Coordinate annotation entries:
################

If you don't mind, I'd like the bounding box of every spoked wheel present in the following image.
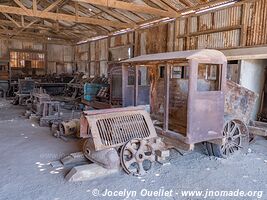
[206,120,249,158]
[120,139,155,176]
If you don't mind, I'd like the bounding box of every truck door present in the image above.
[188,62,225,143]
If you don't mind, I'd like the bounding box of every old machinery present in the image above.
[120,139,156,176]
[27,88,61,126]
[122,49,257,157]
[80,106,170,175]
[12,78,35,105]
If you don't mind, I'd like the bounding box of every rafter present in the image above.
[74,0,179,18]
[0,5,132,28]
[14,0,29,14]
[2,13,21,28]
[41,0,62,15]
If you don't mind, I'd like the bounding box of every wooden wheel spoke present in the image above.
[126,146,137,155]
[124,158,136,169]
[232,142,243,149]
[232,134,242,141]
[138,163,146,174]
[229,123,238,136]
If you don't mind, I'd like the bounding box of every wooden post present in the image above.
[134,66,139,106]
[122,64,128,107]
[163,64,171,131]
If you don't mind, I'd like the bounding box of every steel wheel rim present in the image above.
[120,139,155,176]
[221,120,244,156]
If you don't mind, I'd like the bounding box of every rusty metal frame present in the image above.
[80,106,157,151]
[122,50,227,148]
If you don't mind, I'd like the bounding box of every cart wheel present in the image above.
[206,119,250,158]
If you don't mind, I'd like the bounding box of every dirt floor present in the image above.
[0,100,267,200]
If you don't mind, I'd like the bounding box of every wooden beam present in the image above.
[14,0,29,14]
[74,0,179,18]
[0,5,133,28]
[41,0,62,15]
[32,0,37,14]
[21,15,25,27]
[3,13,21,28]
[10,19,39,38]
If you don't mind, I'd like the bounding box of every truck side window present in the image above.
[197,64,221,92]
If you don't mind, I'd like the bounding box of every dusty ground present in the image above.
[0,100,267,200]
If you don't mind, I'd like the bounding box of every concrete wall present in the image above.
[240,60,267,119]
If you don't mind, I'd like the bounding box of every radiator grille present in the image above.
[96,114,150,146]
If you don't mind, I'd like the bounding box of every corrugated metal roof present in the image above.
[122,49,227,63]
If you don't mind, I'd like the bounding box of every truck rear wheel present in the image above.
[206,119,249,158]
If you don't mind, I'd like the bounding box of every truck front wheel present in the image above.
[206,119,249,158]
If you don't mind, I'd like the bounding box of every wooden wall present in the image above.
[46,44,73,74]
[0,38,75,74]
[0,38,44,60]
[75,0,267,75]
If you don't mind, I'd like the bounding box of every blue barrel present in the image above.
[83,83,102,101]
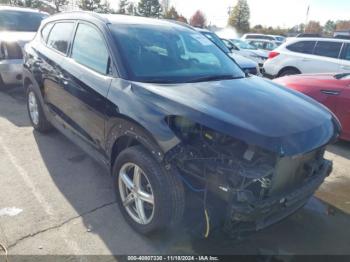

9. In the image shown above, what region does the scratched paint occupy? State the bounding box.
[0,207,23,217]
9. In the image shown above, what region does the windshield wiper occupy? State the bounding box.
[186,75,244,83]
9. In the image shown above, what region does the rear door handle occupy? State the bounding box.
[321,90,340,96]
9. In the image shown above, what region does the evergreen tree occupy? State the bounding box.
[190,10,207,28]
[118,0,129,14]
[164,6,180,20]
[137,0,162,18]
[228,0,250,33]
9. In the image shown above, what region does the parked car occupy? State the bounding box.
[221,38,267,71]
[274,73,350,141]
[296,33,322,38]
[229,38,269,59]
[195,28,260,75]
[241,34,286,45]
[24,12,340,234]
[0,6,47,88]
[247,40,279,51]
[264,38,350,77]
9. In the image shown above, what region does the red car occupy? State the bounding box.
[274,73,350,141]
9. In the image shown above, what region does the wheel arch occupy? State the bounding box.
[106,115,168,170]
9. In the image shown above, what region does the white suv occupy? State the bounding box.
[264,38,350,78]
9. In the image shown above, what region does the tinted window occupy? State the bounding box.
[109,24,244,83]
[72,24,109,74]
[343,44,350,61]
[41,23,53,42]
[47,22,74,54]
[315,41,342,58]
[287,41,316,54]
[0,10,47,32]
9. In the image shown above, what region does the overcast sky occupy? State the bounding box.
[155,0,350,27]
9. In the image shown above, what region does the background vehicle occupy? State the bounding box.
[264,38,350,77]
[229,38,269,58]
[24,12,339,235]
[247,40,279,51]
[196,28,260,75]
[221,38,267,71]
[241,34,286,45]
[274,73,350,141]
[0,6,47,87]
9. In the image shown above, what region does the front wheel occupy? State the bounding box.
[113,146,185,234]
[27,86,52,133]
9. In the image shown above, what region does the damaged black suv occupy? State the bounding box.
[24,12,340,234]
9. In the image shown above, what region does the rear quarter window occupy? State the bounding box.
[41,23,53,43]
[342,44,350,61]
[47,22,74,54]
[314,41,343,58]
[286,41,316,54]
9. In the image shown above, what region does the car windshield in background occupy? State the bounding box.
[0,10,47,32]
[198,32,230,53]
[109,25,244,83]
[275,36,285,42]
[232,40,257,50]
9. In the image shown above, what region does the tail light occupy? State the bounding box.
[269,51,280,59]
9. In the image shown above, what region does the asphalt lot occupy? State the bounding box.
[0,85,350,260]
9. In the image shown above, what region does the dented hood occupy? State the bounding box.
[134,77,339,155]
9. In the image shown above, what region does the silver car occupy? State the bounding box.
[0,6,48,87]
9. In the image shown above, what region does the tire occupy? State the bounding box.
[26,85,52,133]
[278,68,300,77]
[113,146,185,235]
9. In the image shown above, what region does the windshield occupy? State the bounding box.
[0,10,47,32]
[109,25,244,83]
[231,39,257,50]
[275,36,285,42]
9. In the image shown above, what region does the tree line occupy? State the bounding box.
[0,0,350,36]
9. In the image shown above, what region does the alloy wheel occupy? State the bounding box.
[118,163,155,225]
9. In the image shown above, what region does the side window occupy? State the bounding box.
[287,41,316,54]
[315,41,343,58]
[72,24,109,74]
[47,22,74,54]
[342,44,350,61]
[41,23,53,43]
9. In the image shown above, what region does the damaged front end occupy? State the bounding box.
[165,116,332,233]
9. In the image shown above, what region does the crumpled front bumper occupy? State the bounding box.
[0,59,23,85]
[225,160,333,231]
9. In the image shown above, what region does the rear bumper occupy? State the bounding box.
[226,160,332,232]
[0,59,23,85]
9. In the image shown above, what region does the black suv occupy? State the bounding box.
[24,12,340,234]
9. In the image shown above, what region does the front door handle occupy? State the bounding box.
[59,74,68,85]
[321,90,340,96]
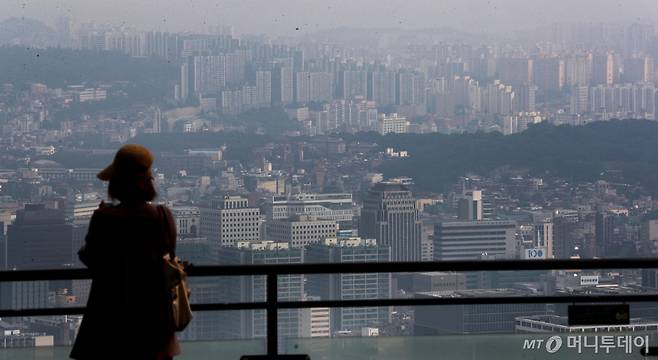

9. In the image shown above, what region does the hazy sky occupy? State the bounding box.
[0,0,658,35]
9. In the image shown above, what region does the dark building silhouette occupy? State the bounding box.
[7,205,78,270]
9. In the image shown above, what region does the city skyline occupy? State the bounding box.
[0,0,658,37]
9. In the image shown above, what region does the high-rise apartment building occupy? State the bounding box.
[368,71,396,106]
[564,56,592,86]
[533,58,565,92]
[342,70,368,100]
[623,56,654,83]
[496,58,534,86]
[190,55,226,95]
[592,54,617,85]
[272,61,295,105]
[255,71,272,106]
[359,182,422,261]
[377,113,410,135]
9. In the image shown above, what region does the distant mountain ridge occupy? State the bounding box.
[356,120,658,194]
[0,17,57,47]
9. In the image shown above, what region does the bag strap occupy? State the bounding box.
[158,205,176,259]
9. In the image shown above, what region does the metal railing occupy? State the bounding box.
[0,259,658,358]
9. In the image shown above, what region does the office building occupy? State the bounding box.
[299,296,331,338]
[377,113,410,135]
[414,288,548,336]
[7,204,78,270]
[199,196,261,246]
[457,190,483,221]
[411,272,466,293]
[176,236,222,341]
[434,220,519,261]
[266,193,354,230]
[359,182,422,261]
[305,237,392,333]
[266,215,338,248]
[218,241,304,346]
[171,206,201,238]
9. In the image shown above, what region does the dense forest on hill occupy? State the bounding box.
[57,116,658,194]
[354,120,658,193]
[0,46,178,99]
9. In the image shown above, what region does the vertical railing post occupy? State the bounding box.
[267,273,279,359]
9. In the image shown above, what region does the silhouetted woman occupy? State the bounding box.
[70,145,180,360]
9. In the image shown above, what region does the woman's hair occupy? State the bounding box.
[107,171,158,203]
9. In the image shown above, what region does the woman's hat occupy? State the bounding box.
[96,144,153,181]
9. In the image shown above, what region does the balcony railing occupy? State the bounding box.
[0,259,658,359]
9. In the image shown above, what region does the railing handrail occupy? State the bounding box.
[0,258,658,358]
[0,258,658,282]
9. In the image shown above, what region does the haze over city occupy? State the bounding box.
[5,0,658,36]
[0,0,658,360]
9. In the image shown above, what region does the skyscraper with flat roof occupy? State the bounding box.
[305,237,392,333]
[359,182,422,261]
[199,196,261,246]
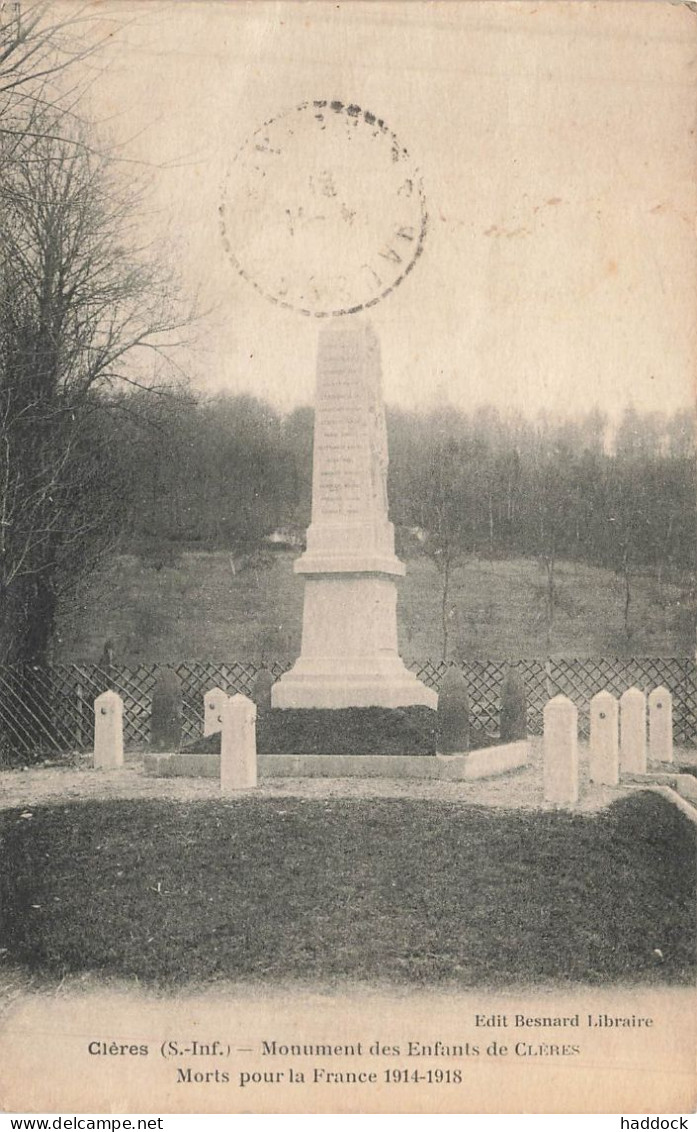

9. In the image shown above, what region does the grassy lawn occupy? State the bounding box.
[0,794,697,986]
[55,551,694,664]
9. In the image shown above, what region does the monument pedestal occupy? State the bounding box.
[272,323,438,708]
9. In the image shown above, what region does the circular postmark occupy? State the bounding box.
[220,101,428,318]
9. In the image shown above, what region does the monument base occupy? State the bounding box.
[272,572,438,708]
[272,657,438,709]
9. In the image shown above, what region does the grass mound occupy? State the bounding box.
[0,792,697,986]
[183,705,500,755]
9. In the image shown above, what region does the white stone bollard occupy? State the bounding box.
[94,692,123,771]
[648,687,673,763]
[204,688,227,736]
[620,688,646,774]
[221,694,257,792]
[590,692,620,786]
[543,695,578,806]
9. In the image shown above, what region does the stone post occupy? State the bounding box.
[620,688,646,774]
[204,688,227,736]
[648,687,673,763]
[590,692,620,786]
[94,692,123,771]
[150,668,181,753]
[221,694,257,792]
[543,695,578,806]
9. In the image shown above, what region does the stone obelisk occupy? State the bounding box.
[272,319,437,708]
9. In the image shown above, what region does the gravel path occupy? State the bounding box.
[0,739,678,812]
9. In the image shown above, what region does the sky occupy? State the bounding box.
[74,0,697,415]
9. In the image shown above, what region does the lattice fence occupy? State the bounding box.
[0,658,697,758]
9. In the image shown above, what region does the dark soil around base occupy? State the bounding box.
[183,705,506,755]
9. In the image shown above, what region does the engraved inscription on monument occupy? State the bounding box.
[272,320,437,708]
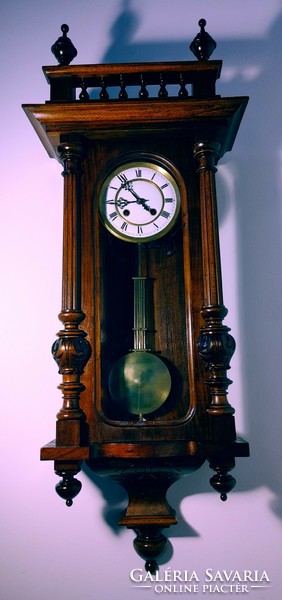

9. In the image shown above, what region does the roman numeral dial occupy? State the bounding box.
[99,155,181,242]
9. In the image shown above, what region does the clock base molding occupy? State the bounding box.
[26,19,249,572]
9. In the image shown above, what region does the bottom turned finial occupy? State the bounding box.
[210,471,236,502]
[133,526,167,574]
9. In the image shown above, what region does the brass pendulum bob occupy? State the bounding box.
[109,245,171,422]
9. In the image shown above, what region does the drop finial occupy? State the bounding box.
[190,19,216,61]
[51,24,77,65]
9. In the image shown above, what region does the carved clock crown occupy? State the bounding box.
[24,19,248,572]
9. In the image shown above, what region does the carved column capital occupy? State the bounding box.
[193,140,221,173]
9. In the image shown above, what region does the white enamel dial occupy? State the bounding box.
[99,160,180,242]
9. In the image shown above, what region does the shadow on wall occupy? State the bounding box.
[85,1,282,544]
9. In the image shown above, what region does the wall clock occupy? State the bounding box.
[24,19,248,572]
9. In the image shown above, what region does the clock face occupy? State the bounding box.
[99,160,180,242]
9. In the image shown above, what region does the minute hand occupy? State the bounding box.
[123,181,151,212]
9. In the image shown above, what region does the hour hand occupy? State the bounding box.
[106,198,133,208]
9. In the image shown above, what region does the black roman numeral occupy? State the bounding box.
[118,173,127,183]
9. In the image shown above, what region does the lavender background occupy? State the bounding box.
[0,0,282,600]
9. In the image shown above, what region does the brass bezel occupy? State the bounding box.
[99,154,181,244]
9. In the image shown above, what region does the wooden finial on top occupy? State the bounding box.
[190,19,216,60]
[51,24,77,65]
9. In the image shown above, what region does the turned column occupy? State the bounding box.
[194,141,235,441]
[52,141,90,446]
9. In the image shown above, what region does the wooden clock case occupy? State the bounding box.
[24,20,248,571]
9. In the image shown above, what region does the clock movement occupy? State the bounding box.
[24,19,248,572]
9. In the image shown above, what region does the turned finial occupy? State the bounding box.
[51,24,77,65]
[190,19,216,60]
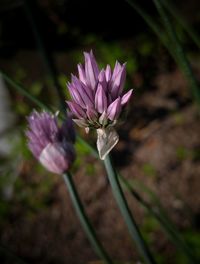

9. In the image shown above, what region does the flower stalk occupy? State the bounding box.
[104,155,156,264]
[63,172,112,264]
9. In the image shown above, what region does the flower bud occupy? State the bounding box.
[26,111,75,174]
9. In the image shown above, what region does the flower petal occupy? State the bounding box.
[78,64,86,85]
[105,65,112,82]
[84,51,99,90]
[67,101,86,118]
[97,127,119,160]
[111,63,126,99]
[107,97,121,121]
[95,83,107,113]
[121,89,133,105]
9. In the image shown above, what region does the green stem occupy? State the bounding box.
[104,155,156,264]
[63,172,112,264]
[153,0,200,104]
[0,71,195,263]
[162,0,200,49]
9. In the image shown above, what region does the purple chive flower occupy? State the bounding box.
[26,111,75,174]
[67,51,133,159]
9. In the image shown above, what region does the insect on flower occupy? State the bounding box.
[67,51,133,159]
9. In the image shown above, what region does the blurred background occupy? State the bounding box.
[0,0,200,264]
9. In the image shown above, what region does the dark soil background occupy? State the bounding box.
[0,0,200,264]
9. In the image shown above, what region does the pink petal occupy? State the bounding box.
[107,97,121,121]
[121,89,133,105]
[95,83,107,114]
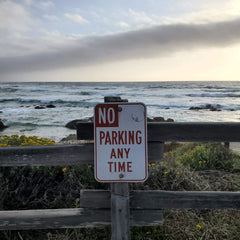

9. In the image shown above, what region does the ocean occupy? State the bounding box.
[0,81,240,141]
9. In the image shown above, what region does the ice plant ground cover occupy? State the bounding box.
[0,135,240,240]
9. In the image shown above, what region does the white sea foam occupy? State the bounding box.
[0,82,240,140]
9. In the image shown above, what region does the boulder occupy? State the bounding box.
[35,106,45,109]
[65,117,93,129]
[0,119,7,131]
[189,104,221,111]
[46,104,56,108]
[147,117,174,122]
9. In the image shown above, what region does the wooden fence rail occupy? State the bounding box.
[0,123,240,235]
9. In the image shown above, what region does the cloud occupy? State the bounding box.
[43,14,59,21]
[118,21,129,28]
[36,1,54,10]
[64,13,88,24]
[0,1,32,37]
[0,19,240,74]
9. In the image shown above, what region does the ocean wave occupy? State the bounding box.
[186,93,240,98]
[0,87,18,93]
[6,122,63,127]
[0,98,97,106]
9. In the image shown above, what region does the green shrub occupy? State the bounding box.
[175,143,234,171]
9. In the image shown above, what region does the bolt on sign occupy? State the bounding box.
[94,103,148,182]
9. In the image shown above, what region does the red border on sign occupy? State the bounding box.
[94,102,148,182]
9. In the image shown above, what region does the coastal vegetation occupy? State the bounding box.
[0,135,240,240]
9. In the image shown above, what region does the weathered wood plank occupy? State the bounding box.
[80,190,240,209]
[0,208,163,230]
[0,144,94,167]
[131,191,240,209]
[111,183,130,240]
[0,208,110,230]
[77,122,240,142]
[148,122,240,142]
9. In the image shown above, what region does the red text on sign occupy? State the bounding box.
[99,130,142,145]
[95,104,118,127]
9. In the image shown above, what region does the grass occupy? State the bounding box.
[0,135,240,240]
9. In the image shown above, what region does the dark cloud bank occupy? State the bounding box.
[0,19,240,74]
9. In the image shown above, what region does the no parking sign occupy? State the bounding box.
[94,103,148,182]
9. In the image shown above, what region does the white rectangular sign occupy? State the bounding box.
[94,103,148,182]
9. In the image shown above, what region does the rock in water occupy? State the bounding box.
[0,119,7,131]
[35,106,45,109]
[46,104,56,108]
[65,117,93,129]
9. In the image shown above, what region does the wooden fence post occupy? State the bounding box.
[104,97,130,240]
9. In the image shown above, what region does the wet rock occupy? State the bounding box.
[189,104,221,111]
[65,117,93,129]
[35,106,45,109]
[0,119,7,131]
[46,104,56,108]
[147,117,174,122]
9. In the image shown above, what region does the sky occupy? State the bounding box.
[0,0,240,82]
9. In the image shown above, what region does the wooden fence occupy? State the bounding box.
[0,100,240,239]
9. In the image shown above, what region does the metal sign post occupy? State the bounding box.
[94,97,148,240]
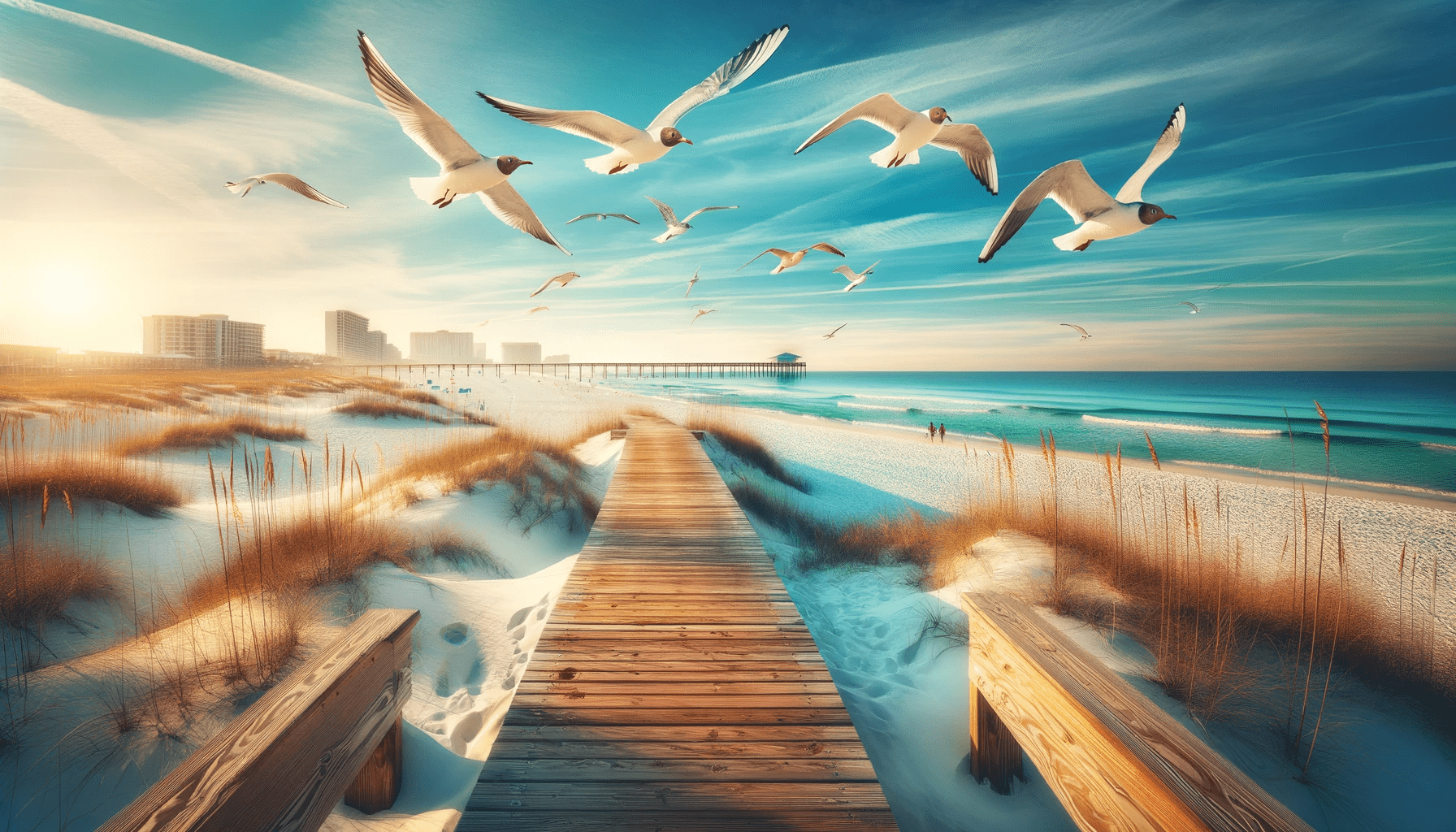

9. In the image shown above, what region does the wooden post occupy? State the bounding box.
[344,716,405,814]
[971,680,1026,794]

################

Your task
Reproduce the entries starting with the line containing "9. In the image shown above, what region does the insect" and going on through the line containing "[0,98,97,106]", requests included, scaling every bounding box coordinate in the answers by 1.35 and rounding to whole numbers with halves rounded up. Leave the pictures out.

Complete output
9. In the image shown above, what region does the insect on flower occupy? State the bounding box.
[90,69,180,215]
9. In the image shown above, what region does the blurred background occupy? State the bounding box.
[0,0,270,356]
9. In the image shown above, what region does the dark soil background occupy? State the bounding box.
[0,0,270,356]
9. In the image shown above, what region does the pink petal occupy? State the bounding box.
[144,131,163,163]
[163,120,180,142]
[128,112,144,154]

9. In the image shown above, what region does the ocean occupy? State the bounding box.
[0,109,324,190]
9. In the image shown above, what region does the ice plant ground cover occupy? State the bounding box.
[0,182,324,324]
9. In the image shown above, what region does the white sea foam occupy? State the bounding box.
[0,111,324,189]
9. In the image shown above, what region does the boulder occupy? State the bounding box.
[47,143,61,147]
[88,158,126,174]
[0,161,9,177]
[255,140,298,150]
[62,140,76,146]
[198,158,235,165]
9. In the image shown above, what region does the wooden fence rail occupy? State the bounding box.
[0,166,324,317]
9. In the image shown above, what region does the cloud occupy? State the bounding box.
[58,19,80,28]
[159,28,174,38]
[49,1,73,14]
[86,18,119,32]
[0,1,43,50]
[0,26,324,100]
9. In the image shown above, what region does the ocean wave occupy? State the bounding box.
[251,126,324,132]
[0,117,24,126]
[8,165,85,171]
[0,132,131,143]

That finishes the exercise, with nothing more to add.